[begin Selected text]
We need to know about the more diverse communities we have, and about
the impact of the post war baby boomers as they live longer than any earlier
generation, and continue as a strong economic force in consumption,
investment and employment. We see our capacity to influence health and
welfare occur at a time when expectations rise even faster.
The shifts will affect the wealth creation potential of Australia. We expect to
see information technology and globalisation bring many more changes to the
mix of jobs in Australia, and in the forms of engagement in work, training at
work and the nature of the workplace. Policies which respond to some of
these shifts need to recognise the other changes that are occurring alongside
them, so that the same instruments (taxation, regulation, education for
example) are not adopted in contradictory ways. We need to understand
more about the health, education, employment and income of each population
cohort, so we can anticipate health and consumption in later life.
[end Selected text]
[begin Information given]
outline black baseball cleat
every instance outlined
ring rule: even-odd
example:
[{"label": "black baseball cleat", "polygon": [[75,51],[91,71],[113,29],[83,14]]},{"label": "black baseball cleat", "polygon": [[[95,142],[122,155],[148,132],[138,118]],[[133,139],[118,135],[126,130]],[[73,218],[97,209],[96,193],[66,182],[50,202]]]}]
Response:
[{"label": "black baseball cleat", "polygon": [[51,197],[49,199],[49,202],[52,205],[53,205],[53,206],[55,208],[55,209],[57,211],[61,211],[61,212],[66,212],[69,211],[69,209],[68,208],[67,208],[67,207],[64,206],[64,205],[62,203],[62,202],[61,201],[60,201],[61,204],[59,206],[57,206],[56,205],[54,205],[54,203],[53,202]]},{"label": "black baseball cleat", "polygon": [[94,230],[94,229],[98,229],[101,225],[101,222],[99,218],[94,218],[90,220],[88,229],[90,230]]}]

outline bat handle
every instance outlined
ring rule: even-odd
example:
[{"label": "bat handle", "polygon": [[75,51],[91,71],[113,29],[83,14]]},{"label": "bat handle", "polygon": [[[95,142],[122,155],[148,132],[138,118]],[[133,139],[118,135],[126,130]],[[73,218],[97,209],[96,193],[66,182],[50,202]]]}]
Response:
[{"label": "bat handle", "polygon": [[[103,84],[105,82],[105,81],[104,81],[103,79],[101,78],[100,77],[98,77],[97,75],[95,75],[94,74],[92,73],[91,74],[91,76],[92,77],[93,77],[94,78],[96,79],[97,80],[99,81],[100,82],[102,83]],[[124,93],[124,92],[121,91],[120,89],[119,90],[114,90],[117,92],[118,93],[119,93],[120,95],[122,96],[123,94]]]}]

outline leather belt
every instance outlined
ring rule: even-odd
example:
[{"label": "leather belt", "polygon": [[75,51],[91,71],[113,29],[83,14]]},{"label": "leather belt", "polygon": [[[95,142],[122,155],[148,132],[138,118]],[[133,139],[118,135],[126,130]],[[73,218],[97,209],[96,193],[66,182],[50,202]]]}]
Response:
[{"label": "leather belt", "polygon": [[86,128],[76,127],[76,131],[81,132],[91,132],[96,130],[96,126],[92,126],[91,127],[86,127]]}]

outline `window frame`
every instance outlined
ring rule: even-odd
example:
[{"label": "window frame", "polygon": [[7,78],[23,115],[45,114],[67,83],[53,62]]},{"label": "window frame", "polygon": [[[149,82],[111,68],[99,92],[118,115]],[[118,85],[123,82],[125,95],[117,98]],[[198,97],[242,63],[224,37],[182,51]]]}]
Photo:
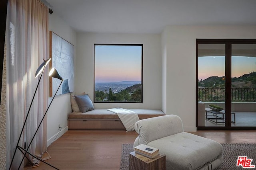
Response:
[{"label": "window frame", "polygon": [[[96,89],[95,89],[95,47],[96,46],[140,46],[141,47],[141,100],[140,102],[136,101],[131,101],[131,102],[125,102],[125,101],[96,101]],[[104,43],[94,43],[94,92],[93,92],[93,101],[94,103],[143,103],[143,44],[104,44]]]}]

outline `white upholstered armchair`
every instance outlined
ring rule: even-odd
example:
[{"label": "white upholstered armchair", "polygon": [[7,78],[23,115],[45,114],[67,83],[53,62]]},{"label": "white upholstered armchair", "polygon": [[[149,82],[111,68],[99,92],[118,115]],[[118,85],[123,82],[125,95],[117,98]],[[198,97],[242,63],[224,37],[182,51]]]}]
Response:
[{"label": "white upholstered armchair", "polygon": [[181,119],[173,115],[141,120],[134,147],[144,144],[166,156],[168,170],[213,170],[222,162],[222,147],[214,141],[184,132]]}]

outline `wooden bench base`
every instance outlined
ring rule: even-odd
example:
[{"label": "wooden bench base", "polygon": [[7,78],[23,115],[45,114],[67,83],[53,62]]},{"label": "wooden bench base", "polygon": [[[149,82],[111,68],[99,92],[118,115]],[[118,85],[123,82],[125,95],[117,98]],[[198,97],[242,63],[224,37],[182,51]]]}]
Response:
[end Information given]
Written problem A |
Summarize the passage on Australia's changing population in two sentences.
Written problem B |
Answer these questions from the passage on Australia's changing population:
(i) Which generation does it say is living longer than any earlier one?
(ii) What two forces are expected to bring more changes to the mix of jobs in Australia?
(iii) What three instruments does it give as examples?
The material plays no part in this work.

Worked solution A |
More needs to be known about Australia's more diverse communities and about the post-war baby boomers, who are living longer than any earlier generation and remain a strong economic force. Information technology and globalization are expected to change the mix of jobs and the nature of work, so policies must account for all these changes together to avoid using tools like taxation, regulation and education in contradictory ways.

Worked solution B |
(i) The post-war baby boomers.
(ii) Information technology and globalization.
(iii) Taxation, regulation and education.